*TESTO CITATO*.
◇ ◇ ◇ ◇

Quando ho iniziato a leggere il Lago Blu ho provato subito una sensazione di familiarità, come se le emozioni dei
personaggi non mi fossero del tutto estranee, ognuna per motivi diversi. Come se possedessero nel proprio intimo un segreto da cui volersi liberare, nascosto sotto strati di circostanze e di apparenti giustificazioni.
I loro tratti li rendono personaggi unici e allo stesso tempo caratterizzazioni universali di aspetti umani, molto
umani.
Ammetto di aver amato particolarmente la protagonista Medea, sulla quale ho fatto, a mio modo, alcune proiezioni, leggendo pagina dopo pagina le sue vicissitudini con la speranza che si attuasse alla fine ciò che sommessamente desideravo: quella che per me sarebbe stata la chiusura "perfetta" della storia.

◇ ◇ ◇ ◇

*MATERIALE FORNITO*.
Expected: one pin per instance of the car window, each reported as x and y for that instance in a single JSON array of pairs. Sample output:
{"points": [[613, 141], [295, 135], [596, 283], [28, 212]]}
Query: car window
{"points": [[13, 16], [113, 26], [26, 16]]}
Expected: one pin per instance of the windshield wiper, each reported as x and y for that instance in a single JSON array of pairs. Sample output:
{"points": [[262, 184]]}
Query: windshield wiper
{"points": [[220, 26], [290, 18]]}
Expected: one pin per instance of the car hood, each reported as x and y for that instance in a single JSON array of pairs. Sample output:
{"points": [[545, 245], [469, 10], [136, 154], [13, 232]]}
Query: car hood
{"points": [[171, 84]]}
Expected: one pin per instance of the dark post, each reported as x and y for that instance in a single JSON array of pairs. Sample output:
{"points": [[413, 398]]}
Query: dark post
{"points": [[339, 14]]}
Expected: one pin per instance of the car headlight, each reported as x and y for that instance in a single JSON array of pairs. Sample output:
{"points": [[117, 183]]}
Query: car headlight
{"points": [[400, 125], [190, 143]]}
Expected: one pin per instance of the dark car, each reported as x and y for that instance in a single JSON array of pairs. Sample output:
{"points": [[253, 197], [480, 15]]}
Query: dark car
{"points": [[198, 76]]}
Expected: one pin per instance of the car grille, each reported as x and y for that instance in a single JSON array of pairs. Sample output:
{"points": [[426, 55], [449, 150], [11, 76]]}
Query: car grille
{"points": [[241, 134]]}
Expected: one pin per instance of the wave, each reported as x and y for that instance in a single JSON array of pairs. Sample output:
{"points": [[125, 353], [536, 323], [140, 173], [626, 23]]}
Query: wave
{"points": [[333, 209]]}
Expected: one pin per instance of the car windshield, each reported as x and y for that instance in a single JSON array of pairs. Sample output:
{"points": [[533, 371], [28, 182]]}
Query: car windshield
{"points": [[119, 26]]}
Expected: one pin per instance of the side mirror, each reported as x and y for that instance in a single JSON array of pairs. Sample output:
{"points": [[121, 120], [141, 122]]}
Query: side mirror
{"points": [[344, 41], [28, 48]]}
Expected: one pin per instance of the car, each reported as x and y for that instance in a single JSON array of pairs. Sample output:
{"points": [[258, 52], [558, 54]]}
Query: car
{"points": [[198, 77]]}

◇ ◇ ◇ ◇

*OBIETTIVI*.
a. Riporta parola per parola il passo del testo sul Lago Blu che comincia con "Quando ho iniziato" e si chiude con "di apparenti giustificazioni.".
b. Nel testo sul Lago Blu, perché chi scrive prova subito una sensazione di familiarità all'inizio della lettura? Spiegalo in una o due frasi.

*SOLUZIONI*.
a.
Quando ho iniziato a leggere il Lago Blu ho provato subito una sensazione di familiarità, come se le emozioni dei
personaggi non mi fossero del tutto estranee, ognuna per motivi diversi. Come se possedessero nel proprio intimo un segreto da cui volersi liberare, nascosto sotto strati di circostanze e di apparenti giustificazioni.

b. Chi scrive sente che le emozioni dei personaggi non gli sono del tutto estranee, ognuna per motivi diversi. È come se i personaggi custodissero nel proprio intimo un segreto da cui vogliono liberarsi, nascosto sotto strati di circostanze e di apparenti giustificazioni.